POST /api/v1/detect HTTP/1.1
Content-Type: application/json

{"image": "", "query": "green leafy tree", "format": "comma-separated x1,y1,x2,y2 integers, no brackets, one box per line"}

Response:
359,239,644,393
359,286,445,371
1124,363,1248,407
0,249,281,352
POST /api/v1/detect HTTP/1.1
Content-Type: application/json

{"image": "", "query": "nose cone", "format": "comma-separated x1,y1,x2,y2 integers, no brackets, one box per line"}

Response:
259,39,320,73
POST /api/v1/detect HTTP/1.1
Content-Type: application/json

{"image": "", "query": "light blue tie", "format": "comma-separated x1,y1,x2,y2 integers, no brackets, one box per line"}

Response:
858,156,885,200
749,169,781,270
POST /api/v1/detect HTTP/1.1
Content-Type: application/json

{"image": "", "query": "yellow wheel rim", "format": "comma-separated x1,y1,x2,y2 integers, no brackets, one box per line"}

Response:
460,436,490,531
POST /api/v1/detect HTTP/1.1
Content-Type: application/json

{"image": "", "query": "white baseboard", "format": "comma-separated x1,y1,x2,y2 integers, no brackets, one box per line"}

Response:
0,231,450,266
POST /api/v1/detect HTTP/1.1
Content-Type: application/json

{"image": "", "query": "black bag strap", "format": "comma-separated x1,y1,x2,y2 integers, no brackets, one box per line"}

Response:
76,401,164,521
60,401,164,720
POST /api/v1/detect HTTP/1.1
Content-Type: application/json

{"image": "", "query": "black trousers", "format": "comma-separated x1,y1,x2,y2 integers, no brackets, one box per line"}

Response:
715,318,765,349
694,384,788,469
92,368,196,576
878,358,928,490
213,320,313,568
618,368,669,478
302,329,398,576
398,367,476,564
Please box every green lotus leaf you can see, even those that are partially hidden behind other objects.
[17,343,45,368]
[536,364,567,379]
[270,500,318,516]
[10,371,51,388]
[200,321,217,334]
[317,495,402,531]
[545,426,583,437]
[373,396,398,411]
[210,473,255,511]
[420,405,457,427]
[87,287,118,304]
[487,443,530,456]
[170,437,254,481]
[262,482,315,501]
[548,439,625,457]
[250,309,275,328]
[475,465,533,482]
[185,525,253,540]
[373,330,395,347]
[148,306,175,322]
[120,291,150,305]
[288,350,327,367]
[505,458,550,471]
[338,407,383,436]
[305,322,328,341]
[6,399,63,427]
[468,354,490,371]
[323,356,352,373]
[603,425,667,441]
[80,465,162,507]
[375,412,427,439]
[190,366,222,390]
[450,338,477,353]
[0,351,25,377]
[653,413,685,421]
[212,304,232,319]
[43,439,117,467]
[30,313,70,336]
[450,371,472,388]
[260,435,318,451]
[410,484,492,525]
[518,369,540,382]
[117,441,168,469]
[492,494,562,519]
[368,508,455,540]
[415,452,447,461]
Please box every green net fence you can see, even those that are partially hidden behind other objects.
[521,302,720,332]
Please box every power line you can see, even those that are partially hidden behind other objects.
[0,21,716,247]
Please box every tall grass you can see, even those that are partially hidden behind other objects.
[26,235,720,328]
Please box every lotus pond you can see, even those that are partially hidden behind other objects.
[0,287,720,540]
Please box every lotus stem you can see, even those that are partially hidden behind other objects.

____

→ **TASK REQUIREMENTS**
From the material above, extract every line that contains the word "green" and reproduce each one unchanged.

→ **ANSWER**
{"image": "", "query": "green leafy tree", "format": "comma-separated x1,y1,x2,y2 integers, no brackets, one box per line"}
Please box every green lotus leaf you can see, even those that are partially hidden behind other objects.
Please box every green net fence you can see, even those that are partially hidden behind other objects.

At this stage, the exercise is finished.